▸ Goal
Beneath this sentence is a set of records; write each of them out exactly.

⁂

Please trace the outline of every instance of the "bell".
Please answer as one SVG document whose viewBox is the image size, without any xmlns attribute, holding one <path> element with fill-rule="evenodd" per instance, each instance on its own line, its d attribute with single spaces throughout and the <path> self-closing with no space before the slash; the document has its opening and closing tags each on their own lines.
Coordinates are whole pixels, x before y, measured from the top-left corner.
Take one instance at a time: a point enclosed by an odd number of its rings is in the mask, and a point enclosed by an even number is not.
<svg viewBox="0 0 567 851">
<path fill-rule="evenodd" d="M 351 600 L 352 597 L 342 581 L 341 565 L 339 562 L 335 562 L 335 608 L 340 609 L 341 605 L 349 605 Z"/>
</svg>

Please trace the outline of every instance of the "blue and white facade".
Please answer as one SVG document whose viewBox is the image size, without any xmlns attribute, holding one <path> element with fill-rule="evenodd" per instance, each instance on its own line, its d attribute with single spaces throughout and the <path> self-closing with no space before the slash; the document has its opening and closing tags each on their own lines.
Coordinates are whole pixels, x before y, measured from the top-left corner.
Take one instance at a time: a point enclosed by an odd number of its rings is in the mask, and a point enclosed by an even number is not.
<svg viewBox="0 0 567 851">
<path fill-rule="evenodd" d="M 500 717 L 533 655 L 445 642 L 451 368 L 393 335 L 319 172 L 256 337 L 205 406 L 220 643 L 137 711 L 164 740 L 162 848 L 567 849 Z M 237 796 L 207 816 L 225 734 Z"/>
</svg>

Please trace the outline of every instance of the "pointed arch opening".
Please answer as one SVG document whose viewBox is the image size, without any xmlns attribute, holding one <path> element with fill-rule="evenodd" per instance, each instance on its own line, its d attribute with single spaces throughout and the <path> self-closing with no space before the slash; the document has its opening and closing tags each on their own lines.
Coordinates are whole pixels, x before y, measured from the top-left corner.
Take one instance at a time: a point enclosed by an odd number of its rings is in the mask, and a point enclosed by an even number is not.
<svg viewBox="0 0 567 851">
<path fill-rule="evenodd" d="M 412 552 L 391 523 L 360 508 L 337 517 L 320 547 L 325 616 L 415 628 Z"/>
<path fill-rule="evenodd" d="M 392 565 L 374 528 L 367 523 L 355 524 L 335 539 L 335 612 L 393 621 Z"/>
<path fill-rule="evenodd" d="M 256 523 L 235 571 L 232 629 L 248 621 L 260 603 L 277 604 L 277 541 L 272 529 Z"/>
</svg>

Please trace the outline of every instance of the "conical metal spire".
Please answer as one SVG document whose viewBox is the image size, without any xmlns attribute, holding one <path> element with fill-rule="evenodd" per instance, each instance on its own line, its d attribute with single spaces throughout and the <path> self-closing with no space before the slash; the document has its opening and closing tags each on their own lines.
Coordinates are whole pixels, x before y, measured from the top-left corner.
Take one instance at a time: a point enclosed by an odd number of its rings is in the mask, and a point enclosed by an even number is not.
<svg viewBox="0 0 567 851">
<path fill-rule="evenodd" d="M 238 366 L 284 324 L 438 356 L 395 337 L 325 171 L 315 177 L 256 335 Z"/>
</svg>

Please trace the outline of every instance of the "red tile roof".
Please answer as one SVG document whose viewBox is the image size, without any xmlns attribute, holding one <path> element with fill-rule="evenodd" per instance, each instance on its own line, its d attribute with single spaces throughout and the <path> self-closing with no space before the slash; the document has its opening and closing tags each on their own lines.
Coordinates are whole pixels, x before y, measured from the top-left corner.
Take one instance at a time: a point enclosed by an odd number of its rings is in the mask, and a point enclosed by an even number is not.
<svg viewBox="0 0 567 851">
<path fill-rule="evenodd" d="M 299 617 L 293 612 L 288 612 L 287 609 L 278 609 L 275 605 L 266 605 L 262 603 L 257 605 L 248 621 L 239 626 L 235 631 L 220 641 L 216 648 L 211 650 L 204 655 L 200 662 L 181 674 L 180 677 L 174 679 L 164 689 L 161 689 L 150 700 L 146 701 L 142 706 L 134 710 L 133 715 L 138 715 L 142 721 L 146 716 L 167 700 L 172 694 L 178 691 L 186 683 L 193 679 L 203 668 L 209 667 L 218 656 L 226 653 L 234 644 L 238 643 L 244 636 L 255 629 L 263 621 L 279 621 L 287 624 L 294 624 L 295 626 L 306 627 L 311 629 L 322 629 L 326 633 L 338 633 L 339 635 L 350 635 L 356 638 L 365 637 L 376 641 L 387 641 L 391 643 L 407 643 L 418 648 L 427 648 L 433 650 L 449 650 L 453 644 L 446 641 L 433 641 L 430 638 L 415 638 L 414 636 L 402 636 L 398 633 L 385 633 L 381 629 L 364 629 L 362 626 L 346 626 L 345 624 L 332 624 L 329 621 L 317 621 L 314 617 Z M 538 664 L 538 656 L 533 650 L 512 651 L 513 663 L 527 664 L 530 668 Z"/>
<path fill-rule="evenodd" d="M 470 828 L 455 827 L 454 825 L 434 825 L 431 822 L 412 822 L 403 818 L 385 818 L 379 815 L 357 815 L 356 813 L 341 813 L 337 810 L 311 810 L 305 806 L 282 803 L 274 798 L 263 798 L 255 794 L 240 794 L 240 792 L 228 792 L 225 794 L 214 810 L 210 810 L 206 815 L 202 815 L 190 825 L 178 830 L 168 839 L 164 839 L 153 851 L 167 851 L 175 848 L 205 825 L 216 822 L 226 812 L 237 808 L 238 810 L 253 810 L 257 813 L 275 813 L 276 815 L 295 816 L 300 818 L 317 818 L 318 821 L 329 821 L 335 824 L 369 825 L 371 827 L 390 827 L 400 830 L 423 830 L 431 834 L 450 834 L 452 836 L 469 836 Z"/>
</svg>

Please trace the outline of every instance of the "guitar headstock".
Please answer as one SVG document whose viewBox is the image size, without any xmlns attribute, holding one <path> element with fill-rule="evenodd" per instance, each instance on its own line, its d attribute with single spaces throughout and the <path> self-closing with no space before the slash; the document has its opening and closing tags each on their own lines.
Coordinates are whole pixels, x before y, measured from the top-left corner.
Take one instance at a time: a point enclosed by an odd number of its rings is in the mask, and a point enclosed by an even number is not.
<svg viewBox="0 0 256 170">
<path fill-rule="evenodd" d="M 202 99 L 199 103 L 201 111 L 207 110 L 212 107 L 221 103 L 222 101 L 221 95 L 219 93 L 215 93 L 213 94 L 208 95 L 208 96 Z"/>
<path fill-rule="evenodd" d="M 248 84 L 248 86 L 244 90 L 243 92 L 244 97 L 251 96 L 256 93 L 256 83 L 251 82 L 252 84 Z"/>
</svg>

⁂

▸ The answer
Please trace the outline of every instance of the "bell".
Please answer as one SVG document whose viewBox is the image size, without any xmlns attribute, holding one <path> element with fill-rule="evenodd" per instance, each instance on its own line, its d attribute with single spaces throughout and the <path> self-closing with no space before the slash; the document has its opening and closing tags each on their own lines.
Coordinates are whole pixels, x before y, measured from the top-left corner.
Take one instance at a time: a point enclosed by an odd number of its rings is in the mask, and a point enclosed by an even number is not.
<svg viewBox="0 0 567 851">
<path fill-rule="evenodd" d="M 351 600 L 352 597 L 342 581 L 341 565 L 339 562 L 335 562 L 335 608 L 340 609 L 341 605 L 349 605 Z"/>
</svg>

Please trace the outline of every instance of the "blue and white facade".
Please answer as one SVG document whose viewBox is the image size, without any xmlns attribute, holding one <path> element with fill-rule="evenodd" per instance, each instance on its own line, its d attribute with single spaces throughout and the <path> self-closing with no space before the slash; the document has its opening and closing tags each on their own lines.
Coordinates are whole pixels, x before y, measured from the top-left corner.
Take one instance at a time: a point enclosed by an odd number of its rings is in the mask, and a point enclosed by an even number is not.
<svg viewBox="0 0 567 851">
<path fill-rule="evenodd" d="M 500 717 L 533 655 L 445 642 L 451 368 L 393 335 L 319 172 L 256 337 L 205 406 L 220 643 L 137 711 L 164 740 L 162 848 L 567 849 Z M 237 796 L 207 816 L 225 734 Z"/>
</svg>

Please trace the outline of every instance of the "pointed arch opening".
Please answer as one SVG document whose viewBox is the image size, without any xmlns attribute, holding one <path> element with fill-rule="evenodd" per instance, each instance on its own line, its d attribute with single spaces throughout and the <path> self-closing with no space before the slash; the document has its opening and closing tags each on their own lines.
Coordinates are whole pixels, x before y, measured from the top-left corner.
Take one instance at a time: a point enclosed by an odd number of its rings is in the mask, and a point enclosed by an even number is not.
<svg viewBox="0 0 567 851">
<path fill-rule="evenodd" d="M 412 552 L 391 523 L 360 508 L 337 517 L 320 547 L 325 616 L 415 628 Z"/>
<path fill-rule="evenodd" d="M 392 565 L 374 528 L 367 523 L 355 524 L 335 539 L 335 612 L 393 621 Z"/>
<path fill-rule="evenodd" d="M 256 523 L 235 571 L 232 629 L 248 621 L 260 603 L 277 604 L 277 541 L 272 529 Z"/>
</svg>

Please trace the outline of every instance of the "conical metal spire".
Please answer as one SVG document whose viewBox is the image size, without any xmlns attribute, holding one <path> element with fill-rule="evenodd" per instance, each instance on its own line, its d attribute with single spaces throughout and the <path> self-closing with no space before the slash; the document has its opening and closing tags each on their own lines.
Coordinates are whole pixels, x before y, measured from the top-left corner.
Take one instance at a time: a point enclosed by an odd number of its rings is in the mask, and a point enclosed by an even number is not.
<svg viewBox="0 0 567 851">
<path fill-rule="evenodd" d="M 238 366 L 284 324 L 438 356 L 395 337 L 325 171 L 315 177 L 256 335 Z"/>
</svg>

Please trace the outline of every instance of the "red tile roof".
Please answer as one SVG document whose viewBox is the image size, without any xmlns attribute, holding one <path> element with fill-rule="evenodd" per instance, each instance on its own line, its d attribute with single spaces throughout and the <path> self-closing with no space before the slash; the document has its opening and closing tags each on their own lines.
Coordinates are whole pixels, x before y, measured from the top-left corner.
Take one instance at a time: a point enclosed by an odd number of its rings is in the mask, and a point enclosed by an even number is not.
<svg viewBox="0 0 567 851">
<path fill-rule="evenodd" d="M 299 617 L 293 612 L 288 612 L 287 609 L 278 609 L 275 605 L 266 605 L 262 603 L 257 605 L 248 621 L 239 626 L 235 631 L 220 641 L 216 648 L 211 650 L 204 655 L 200 662 L 181 674 L 180 677 L 174 679 L 164 689 L 161 689 L 150 700 L 146 701 L 142 706 L 134 710 L 133 715 L 138 715 L 142 721 L 146 716 L 167 700 L 172 694 L 178 691 L 186 683 L 193 679 L 203 668 L 209 667 L 218 656 L 226 653 L 234 644 L 238 643 L 244 636 L 255 629 L 263 621 L 279 621 L 287 624 L 294 624 L 295 626 L 306 627 L 311 629 L 322 629 L 326 633 L 338 633 L 339 635 L 350 635 L 356 638 L 365 637 L 376 641 L 387 641 L 391 643 L 407 643 L 418 648 L 427 648 L 433 650 L 449 650 L 453 644 L 446 641 L 433 641 L 430 638 L 415 638 L 414 636 L 402 636 L 398 633 L 385 633 L 381 629 L 364 629 L 362 626 L 346 626 L 345 624 L 332 624 L 329 621 L 317 621 L 314 617 Z M 538 664 L 538 656 L 533 650 L 512 651 L 513 663 L 527 664 L 530 668 Z"/>
<path fill-rule="evenodd" d="M 470 828 L 455 827 L 454 825 L 434 825 L 431 822 L 412 822 L 403 818 L 385 818 L 379 815 L 357 815 L 356 813 L 341 813 L 337 810 L 311 810 L 305 806 L 282 803 L 274 798 L 263 798 L 255 794 L 240 794 L 240 792 L 228 792 L 225 794 L 214 810 L 210 810 L 206 815 L 202 815 L 190 825 L 178 830 L 168 839 L 164 839 L 153 851 L 167 851 L 175 848 L 205 825 L 216 822 L 226 812 L 237 808 L 238 810 L 253 810 L 257 813 L 275 813 L 276 815 L 295 816 L 300 818 L 317 818 L 318 821 L 329 821 L 335 824 L 369 825 L 371 827 L 390 827 L 400 830 L 423 830 L 431 834 L 450 834 L 452 836 L 469 836 Z"/>
</svg>

Please trace the outline of every instance of the "guitar headstock".
Please answer as one SVG document whose viewBox is the image size, without any xmlns attribute, holding one <path> element with fill-rule="evenodd" per instance, each instance on its own line, its d attribute with single spaces throughout and the <path> self-closing with no space before the slash; the document has its opening and closing tags each on their own lines.
Coordinates are whole pixels, x before y, measured from the top-left corner.
Take one instance at a time: a point enclosed by an odd number of its rings is in the mask, and a point enclosed by an even number is not.
<svg viewBox="0 0 256 170">
<path fill-rule="evenodd" d="M 202 99 L 199 103 L 201 111 L 207 110 L 212 107 L 221 103 L 222 101 L 221 95 L 219 93 L 215 93 L 213 94 L 208 95 L 208 96 Z"/>
<path fill-rule="evenodd" d="M 248 84 L 248 86 L 244 90 L 243 92 L 244 97 L 251 96 L 256 93 L 256 83 L 251 82 L 252 84 Z"/>
</svg>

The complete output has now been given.